■ What you have to do: In the commentary on Article 12 below, what does the ECHR building's use of glass imply?

■ Quoted passage:
■ ■ ■ ■ ■

ARTICLE 12 Right to marry,

  1. Men and women of marriageable age have the right to marry and to found a family, according to the national laws governing the exercise of this right
  1. The right to marry is temporary postponed if one or both persons have been deprived of his/her liberty by arrest or detention, until 6 months after release and was not been deported because of these events
  1. Paragraph 2 will not be valid, if a court has ordered the release of the involved parties due to non-lawful detention

In here a fourth point would need to be added:

  1. The right to marry is only valid when both parties are legal residents of that nation.

Now we have a solution! Actually it is only one of two places. It does not need to be added in article 12, the simple provision that UK registration for marriage must be done with official papers should be more than enough.

Gee, took me 5 minutes to get this ball settled, why have the lawmakers not been more astute in solving this? With these amendments there is a proper humanitarian law, you see, humanitarian law gives too much protection too criminals and not enough consideration to the victims. How is that humanitarian in any way shape or form?

In all this more is needed, but until The European Court of Human Rights in Strasbourg realises that catering to criminal elements is a first likely cause for nations to start rejecting Humanitarian law, their Ivory tower will only continue to falter and crash. There have been several levels of criticism towards the ECHR in the past and that would never go away. Any nation that deals with the ECRH tends to see the ECRH cases as an invasion to their national laws. In my view, another side should be regarded. The ECHR building’s use of glass implies the openness of the court to European citizens. Yet in my view, this ‘transparency’ gives options for criminals to plot their path, whilst the solidity of glass becomes a fence holding captive the victims of those criminal transgressions. We could consider Mohammed Zulfiqar to be the lower grade transgressor, depending on the rights of the ‘wife’/’spawner’ of his UK residency ticket. The story from 2011 involving Akindoyin Akinshipe, then 24 year old who got to stay as his rape resulted in childbirth, so what about that 13 year old girl? How did the ECHR protect her?

■ ■ ■ ■ ■

■ Listed entries:
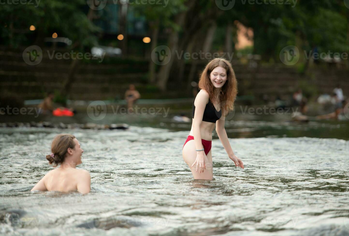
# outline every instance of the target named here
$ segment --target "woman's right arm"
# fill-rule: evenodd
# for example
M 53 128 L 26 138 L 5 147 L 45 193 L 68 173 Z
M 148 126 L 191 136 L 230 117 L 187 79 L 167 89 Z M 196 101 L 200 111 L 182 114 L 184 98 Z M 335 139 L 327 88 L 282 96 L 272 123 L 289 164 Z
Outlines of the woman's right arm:
M 31 189 L 30 191 L 35 191 L 36 190 L 38 191 L 47 191 L 46 188 L 46 186 L 45 185 L 45 179 L 46 178 L 46 175 L 45 175 L 43 178 L 38 182 L 34 187 Z
M 194 118 L 193 120 L 193 132 L 194 133 L 195 147 L 196 150 L 203 148 L 201 141 L 200 125 L 201 124 L 202 121 L 203 112 L 205 110 L 206 104 L 208 101 L 208 94 L 206 91 L 202 89 L 198 93 L 194 101 L 195 112 L 194 113 Z M 208 160 L 204 151 L 196 151 L 196 159 L 193 163 L 191 167 L 192 167 L 194 165 L 196 164 L 196 172 L 198 172 L 198 169 L 199 173 L 203 173 L 204 170 L 206 169 L 206 163 L 208 162 Z
M 91 176 L 89 172 L 85 170 L 81 170 L 79 173 L 79 182 L 76 185 L 77 191 L 84 194 L 91 191 Z

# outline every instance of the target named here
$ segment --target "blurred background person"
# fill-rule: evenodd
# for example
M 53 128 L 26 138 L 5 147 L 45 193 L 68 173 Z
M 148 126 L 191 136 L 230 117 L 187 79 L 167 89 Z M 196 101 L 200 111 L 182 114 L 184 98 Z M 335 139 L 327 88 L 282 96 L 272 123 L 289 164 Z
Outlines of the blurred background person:
M 294 106 L 299 106 L 302 101 L 303 98 L 303 94 L 302 93 L 302 90 L 299 89 L 298 91 L 295 92 L 292 96 L 292 101 Z
M 338 103 L 336 104 L 335 108 L 335 111 L 328 114 L 321 115 L 316 116 L 317 120 L 336 120 L 343 121 L 347 120 L 346 114 L 348 113 L 348 108 L 346 105 L 347 101 L 343 100 L 341 102 L 340 104 Z
M 333 89 L 333 92 L 337 95 L 338 102 L 341 104 L 342 101 L 344 100 L 344 96 L 343 95 L 343 90 L 341 88 L 340 85 L 337 84 L 336 86 L 336 87 Z
M 134 84 L 130 84 L 128 89 L 125 92 L 125 100 L 127 103 L 127 110 L 133 109 L 133 104 L 141 97 L 141 95 L 136 90 Z
M 38 105 L 38 108 L 41 108 L 40 113 L 44 114 L 51 114 L 54 108 L 53 106 L 53 98 L 54 94 L 52 92 L 49 92 L 47 97 L 44 99 L 42 102 Z

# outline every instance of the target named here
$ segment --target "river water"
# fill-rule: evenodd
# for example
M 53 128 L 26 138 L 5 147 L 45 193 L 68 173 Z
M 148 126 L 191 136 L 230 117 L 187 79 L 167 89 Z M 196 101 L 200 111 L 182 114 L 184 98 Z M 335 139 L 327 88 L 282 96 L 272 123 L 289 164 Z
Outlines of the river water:
M 251 134 L 260 122 L 237 124 L 227 129 L 245 169 L 214 135 L 211 181 L 194 180 L 183 160 L 188 124 L 0 128 L 0 234 L 349 235 L 349 141 L 287 132 L 324 128 L 317 123 L 270 123 L 274 136 Z M 325 126 L 347 129 L 339 125 Z M 31 192 L 52 169 L 52 139 L 68 131 L 84 150 L 78 168 L 90 172 L 91 193 Z

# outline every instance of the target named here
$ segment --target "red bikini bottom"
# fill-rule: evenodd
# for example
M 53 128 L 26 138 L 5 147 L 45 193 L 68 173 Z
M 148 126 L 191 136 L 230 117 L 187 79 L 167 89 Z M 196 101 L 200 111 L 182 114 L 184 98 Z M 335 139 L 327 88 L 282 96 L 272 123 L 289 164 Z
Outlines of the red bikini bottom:
M 190 140 L 194 140 L 194 137 L 193 136 L 192 136 L 191 135 L 188 136 L 188 138 L 185 140 L 184 145 L 183 145 L 182 149 L 183 150 L 183 148 L 184 147 L 184 145 L 185 145 L 185 144 L 187 143 L 187 142 Z M 201 143 L 202 144 L 202 146 L 203 146 L 203 151 L 205 152 L 205 154 L 207 156 L 207 154 L 210 152 L 210 150 L 211 150 L 211 148 L 212 146 L 212 141 L 209 140 L 205 140 L 205 139 L 201 139 Z

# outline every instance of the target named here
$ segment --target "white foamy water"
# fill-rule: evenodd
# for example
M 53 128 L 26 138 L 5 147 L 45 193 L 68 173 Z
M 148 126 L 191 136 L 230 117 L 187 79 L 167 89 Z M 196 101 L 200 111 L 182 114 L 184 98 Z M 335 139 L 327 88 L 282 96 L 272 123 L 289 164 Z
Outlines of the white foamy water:
M 349 141 L 229 139 L 243 170 L 215 139 L 214 179 L 194 181 L 188 131 L 76 129 L 91 192 L 31 192 L 67 131 L 0 129 L 0 234 L 349 235 Z

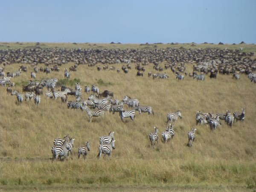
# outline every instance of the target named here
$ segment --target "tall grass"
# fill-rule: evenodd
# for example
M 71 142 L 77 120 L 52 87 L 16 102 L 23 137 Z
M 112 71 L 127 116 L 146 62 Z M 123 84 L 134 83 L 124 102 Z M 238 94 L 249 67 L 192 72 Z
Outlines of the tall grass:
M 59 72 L 37 74 L 37 79 L 64 79 Z M 163 65 L 162 64 L 161 65 Z M 170 70 L 167 79 L 137 77 L 133 68 L 128 73 L 97 71 L 96 67 L 79 65 L 63 84 L 74 87 L 79 81 L 83 87 L 93 84 L 113 91 L 121 99 L 126 95 L 140 100 L 141 105 L 153 108 L 154 116 L 136 112 L 134 121 L 123 123 L 118 113 L 106 113 L 104 118 L 93 118 L 89 122 L 86 113 L 68 109 L 60 100 L 47 99 L 44 95 L 38 107 L 32 102 L 15 104 L 15 96 L 0 87 L 0 183 L 3 187 L 19 185 L 61 186 L 76 185 L 165 185 L 189 186 L 236 186 L 254 189 L 256 186 L 256 89 L 245 75 L 236 81 L 231 76 L 218 75 L 216 79 L 206 78 L 197 81 L 188 76 L 178 81 Z M 6 66 L 14 71 L 20 66 Z M 40 66 L 39 66 L 39 67 Z M 146 66 L 146 73 L 153 71 Z M 187 65 L 189 72 L 191 66 Z M 16 82 L 30 79 L 27 73 L 12 79 Z M 22 83 L 15 88 L 22 90 Z M 45 93 L 46 90 L 44 90 Z M 83 97 L 89 94 L 83 92 Z M 69 100 L 74 100 L 70 96 Z M 246 109 L 244 122 L 235 122 L 232 128 L 222 122 L 215 131 L 206 125 L 196 126 L 195 113 L 241 111 Z M 125 108 L 128 108 L 125 106 Z M 161 141 L 154 150 L 148 134 L 157 126 L 161 132 L 166 125 L 166 114 L 181 110 L 183 118 L 175 125 L 175 135 L 169 144 Z M 187 132 L 196 127 L 196 139 L 187 146 Z M 116 148 L 110 159 L 98 160 L 99 137 L 110 131 L 115 132 Z M 75 138 L 73 160 L 52 163 L 50 149 L 53 140 L 69 135 Z M 78 160 L 77 149 L 87 141 L 91 151 L 86 160 Z M 11 170 L 11 171 L 10 171 Z M 7 186 L 6 187 L 7 187 Z M 3 188 L 4 189 L 4 188 Z M 205 189 L 205 188 L 204 188 Z

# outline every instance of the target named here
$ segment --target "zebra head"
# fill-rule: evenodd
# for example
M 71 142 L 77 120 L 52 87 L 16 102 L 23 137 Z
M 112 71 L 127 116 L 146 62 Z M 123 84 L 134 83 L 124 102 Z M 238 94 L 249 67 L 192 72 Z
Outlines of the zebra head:
M 116 147 L 115 146 L 115 141 L 116 141 L 116 140 L 114 139 L 113 138 L 112 140 L 111 140 L 111 145 L 113 149 L 115 149 L 116 148 Z
M 86 142 L 86 147 L 87 148 L 87 149 L 88 149 L 88 151 L 90 151 L 90 142 L 89 141 Z
M 178 111 L 177 112 L 177 114 L 180 117 L 180 119 L 182 118 L 182 115 L 181 115 L 181 111 Z

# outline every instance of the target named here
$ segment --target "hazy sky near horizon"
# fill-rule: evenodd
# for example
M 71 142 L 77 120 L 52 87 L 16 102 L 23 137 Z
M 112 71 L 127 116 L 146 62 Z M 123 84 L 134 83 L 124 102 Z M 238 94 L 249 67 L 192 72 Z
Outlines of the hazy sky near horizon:
M 256 43 L 256 0 L 0 0 L 0 41 Z

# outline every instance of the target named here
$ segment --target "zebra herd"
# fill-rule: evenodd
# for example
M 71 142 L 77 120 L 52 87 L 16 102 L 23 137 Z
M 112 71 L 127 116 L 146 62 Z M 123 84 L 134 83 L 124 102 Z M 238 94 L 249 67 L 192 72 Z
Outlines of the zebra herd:
M 106 154 L 108 154 L 109 157 L 111 157 L 113 150 L 115 148 L 116 140 L 114 139 L 114 131 L 111 131 L 108 136 L 102 136 L 100 137 L 99 154 L 97 155 L 98 158 L 101 157 L 102 154 L 104 157 Z M 75 138 L 71 138 L 69 136 L 64 136 L 63 139 L 55 138 L 53 141 L 53 146 L 51 150 L 52 154 L 52 161 L 63 161 L 65 159 L 68 160 L 70 152 L 71 155 L 72 154 L 74 140 Z M 90 150 L 90 143 L 89 141 L 86 142 L 84 145 L 80 145 L 78 148 L 78 158 L 79 159 L 81 155 L 85 160 L 88 151 Z M 73 159 L 72 157 L 71 159 Z

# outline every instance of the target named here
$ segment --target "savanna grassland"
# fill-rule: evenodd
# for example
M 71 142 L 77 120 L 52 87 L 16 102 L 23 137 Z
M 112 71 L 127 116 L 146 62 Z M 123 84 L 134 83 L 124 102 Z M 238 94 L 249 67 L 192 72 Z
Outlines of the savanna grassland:
M 217 79 L 207 77 L 204 81 L 186 76 L 179 82 L 170 69 L 164 70 L 169 76 L 167 79 L 148 78 L 147 72 L 153 72 L 151 64 L 145 67 L 143 77 L 136 76 L 134 64 L 128 74 L 97 71 L 96 67 L 81 65 L 77 71 L 71 72 L 69 80 L 63 80 L 64 68 L 73 64 L 63 65 L 59 72 L 39 72 L 36 79 L 58 78 L 73 87 L 79 81 L 83 90 L 85 86 L 94 84 L 99 87 L 100 92 L 113 91 L 119 99 L 125 95 L 139 99 L 141 105 L 152 107 L 154 115 L 140 115 L 137 111 L 133 122 L 126 119 L 124 123 L 118 113 L 106 112 L 105 117 L 93 117 L 90 123 L 85 112 L 68 109 L 59 99 L 47 99 L 45 87 L 37 106 L 25 101 L 16 105 L 16 97 L 7 94 L 6 87 L 0 87 L 0 190 L 256 189 L 256 85 L 245 75 L 236 81 L 232 76 L 218 74 Z M 5 71 L 17 70 L 20 65 L 8 65 Z M 192 71 L 189 64 L 186 67 L 189 72 Z M 27 73 L 12 79 L 20 91 L 33 70 L 27 67 Z M 88 96 L 83 92 L 83 98 Z M 75 100 L 74 96 L 69 96 L 68 100 Z M 242 108 L 246 109 L 244 121 L 235 122 L 232 128 L 223 121 L 222 126 L 214 131 L 207 125 L 196 126 L 198 111 L 216 113 L 229 110 L 233 113 L 241 111 Z M 164 144 L 160 140 L 152 149 L 148 134 L 156 126 L 160 139 L 166 125 L 167 113 L 178 110 L 181 111 L 183 118 L 175 125 L 173 140 Z M 187 133 L 195 127 L 196 138 L 189 148 Z M 116 148 L 110 159 L 98 160 L 99 137 L 111 131 L 115 131 Z M 52 163 L 51 148 L 54 139 L 68 134 L 75 138 L 73 160 Z M 91 147 L 87 159 L 78 160 L 78 148 L 87 141 Z

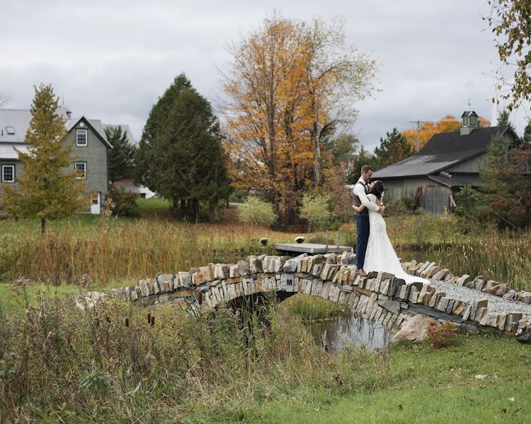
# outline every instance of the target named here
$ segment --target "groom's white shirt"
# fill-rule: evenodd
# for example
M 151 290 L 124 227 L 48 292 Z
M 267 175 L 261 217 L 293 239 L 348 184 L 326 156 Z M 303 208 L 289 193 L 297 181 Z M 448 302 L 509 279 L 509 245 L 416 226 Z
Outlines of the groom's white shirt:
M 361 204 L 362 204 L 367 209 L 370 209 L 371 211 L 374 211 L 375 212 L 377 212 L 378 211 L 379 211 L 379 206 L 375 205 L 367 198 L 365 188 L 365 186 L 367 183 L 361 177 L 358 181 L 360 182 L 363 185 L 356 184 L 354 186 L 354 189 L 353 191 L 354 192 L 354 194 L 360 198 Z

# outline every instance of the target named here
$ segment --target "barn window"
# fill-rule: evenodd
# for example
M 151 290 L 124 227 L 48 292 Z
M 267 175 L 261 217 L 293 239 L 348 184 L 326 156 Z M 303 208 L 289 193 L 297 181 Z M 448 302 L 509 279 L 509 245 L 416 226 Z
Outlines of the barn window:
M 15 165 L 2 165 L 2 182 L 15 182 Z

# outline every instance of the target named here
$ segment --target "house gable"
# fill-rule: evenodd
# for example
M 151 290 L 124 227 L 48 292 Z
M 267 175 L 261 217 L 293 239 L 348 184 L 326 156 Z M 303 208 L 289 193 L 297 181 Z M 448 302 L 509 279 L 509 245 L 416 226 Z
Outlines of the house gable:
M 435 134 L 417 154 L 375 172 L 373 178 L 426 177 L 457 169 L 463 163 L 464 166 L 458 167 L 460 172 L 477 172 L 472 170 L 477 167 L 478 157 L 487 151 L 496 134 L 502 134 L 508 143 L 515 143 L 519 139 L 508 126 L 477 128 L 466 136 L 459 131 Z

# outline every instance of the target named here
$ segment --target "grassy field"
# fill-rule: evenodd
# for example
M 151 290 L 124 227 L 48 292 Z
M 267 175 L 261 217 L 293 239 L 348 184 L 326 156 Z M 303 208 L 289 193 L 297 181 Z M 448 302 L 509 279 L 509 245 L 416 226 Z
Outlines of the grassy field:
M 304 235 L 242 225 L 236 207 L 224 211 L 222 223 L 195 224 L 171 218 L 164 199 L 139 199 L 139 219 L 78 215 L 51 222 L 44 237 L 37 221 L 0 221 L 0 283 L 23 274 L 46 285 L 76 284 L 84 275 L 96 287 L 134 284 L 157 273 L 273 254 L 273 243 Z M 463 235 L 451 216 L 391 216 L 386 221 L 404 261 L 433 260 L 455 273 L 481 274 L 518 290 L 531 289 L 530 231 L 513 234 L 484 226 Z M 324 233 L 304 235 L 322 239 Z M 336 236 L 330 232 L 331 244 Z M 261 237 L 269 239 L 268 247 L 260 244 Z M 342 225 L 340 237 L 341 244 L 355 245 L 354 224 Z
M 481 424 L 528 423 L 531 416 L 531 352 L 512 338 L 462 334 L 446 349 L 401 343 L 392 346 L 388 363 L 372 360 L 350 384 L 331 378 L 339 387 L 263 402 L 241 421 Z

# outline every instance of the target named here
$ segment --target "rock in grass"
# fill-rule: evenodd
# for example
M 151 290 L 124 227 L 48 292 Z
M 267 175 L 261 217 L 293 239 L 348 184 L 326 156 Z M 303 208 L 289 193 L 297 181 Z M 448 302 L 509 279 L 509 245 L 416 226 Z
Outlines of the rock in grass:
M 393 341 L 405 338 L 411 341 L 421 341 L 426 338 L 426 331 L 431 322 L 437 322 L 433 318 L 421 314 L 415 315 L 404 324 L 400 331 L 393 337 Z

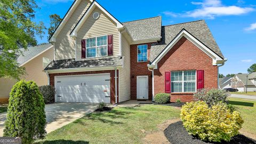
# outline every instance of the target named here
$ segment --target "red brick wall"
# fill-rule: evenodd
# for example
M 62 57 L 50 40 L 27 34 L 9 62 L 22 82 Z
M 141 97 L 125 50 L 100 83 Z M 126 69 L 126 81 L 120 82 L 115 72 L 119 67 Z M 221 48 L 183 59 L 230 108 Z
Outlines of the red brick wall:
M 132 66 L 132 65 L 131 65 Z M 165 71 L 185 70 L 204 70 L 205 88 L 217 88 L 217 66 L 212 65 L 212 59 L 185 37 L 181 39 L 158 63 L 154 70 L 155 95 L 165 92 Z M 193 100 L 193 93 L 171 93 L 171 101 Z
M 137 99 L 137 76 L 148 76 L 148 99 L 152 100 L 152 72 L 148 70 L 147 62 L 137 62 L 137 46 L 148 45 L 148 60 L 149 60 L 151 43 L 131 45 L 131 99 Z
M 50 74 L 50 84 L 54 86 L 54 76 L 66 76 L 66 75 L 85 75 L 85 74 L 95 74 L 102 73 L 110 73 L 110 102 L 112 104 L 115 103 L 115 70 L 102 70 L 102 71 L 83 71 L 83 72 L 74 72 L 74 73 L 57 73 L 57 74 Z M 118 71 L 117 71 L 117 77 L 118 76 Z M 118 93 L 118 79 L 117 78 L 117 94 Z M 118 98 L 117 97 L 117 101 Z

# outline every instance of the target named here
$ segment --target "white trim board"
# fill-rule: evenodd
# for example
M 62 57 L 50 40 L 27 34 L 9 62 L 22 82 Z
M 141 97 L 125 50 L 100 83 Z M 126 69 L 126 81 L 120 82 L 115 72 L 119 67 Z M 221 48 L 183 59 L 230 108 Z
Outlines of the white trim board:
M 78 23 L 75 28 L 72 30 L 72 32 L 70 33 L 70 35 L 72 37 L 76 37 L 77 33 L 80 29 L 80 28 L 83 26 L 83 24 L 85 22 L 87 18 L 89 17 L 90 14 L 92 13 L 92 11 L 94 9 L 95 7 L 98 7 L 100 10 L 101 10 L 104 13 L 107 14 L 107 15 L 114 22 L 116 23 L 116 28 L 117 29 L 120 29 L 123 28 L 123 25 L 119 22 L 116 18 L 115 18 L 112 15 L 111 15 L 108 11 L 107 11 L 101 5 L 100 5 L 97 2 L 94 1 L 91 5 L 89 6 L 88 9 L 85 12 L 85 13 L 83 15 Z
M 39 55 L 40 54 L 43 53 L 44 52 L 47 51 L 47 50 L 50 50 L 51 48 L 52 48 L 53 47 L 53 45 L 52 45 L 50 47 L 47 48 L 46 49 L 43 50 L 43 51 L 39 53 L 36 54 L 36 55 L 34 56 L 33 57 L 32 57 L 31 58 L 29 59 L 29 60 L 28 60 L 27 61 L 24 62 L 23 63 L 21 63 L 20 65 L 20 67 L 22 67 L 23 66 L 24 66 L 26 63 L 29 62 L 29 61 L 30 61 L 31 60 L 35 59 L 35 58 L 37 57 L 38 55 Z
M 204 44 L 199 41 L 194 36 L 189 34 L 185 29 L 182 29 L 180 33 L 169 43 L 164 50 L 153 60 L 150 65 L 148 66 L 154 67 L 155 69 L 157 68 L 157 63 L 162 59 L 162 58 L 174 46 L 174 45 L 184 36 L 195 45 L 198 47 L 200 50 L 205 53 L 213 60 L 213 65 L 217 65 L 219 62 L 223 62 L 226 59 L 223 59 L 220 56 L 206 47 Z
M 70 16 L 72 15 L 74 11 L 75 11 L 75 10 L 76 10 L 76 7 L 78 5 L 78 4 L 80 3 L 81 1 L 82 0 L 75 0 L 75 2 L 74 2 L 74 3 L 72 4 L 71 7 L 69 8 L 68 12 L 66 14 L 65 17 L 63 18 L 62 20 L 61 21 L 59 25 L 57 28 L 54 31 L 54 33 L 53 33 L 53 34 L 52 34 L 52 36 L 51 37 L 51 38 L 49 40 L 50 42 L 55 42 L 55 41 L 56 41 L 55 38 L 57 37 L 58 35 L 59 35 L 60 31 L 61 30 L 62 28 L 64 27 L 66 23 L 67 23 L 67 21 L 69 19 Z M 90 1 L 92 3 L 93 1 L 93 0 L 89 0 L 89 1 Z

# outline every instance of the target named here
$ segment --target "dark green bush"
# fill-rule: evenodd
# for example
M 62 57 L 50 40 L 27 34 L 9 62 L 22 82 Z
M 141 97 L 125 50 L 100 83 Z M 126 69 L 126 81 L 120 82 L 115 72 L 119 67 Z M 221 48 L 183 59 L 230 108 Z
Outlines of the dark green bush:
M 51 85 L 43 85 L 39 87 L 40 92 L 43 94 L 45 103 L 54 102 L 55 88 Z
M 4 137 L 19 137 L 22 143 L 31 143 L 45 137 L 45 104 L 34 82 L 17 82 L 10 93 Z
M 167 93 L 158 93 L 155 97 L 155 102 L 158 103 L 167 103 L 170 102 L 171 97 Z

■ ■ ■ ■ ■

■ Answer area: It implies the openness of the court to European citizens.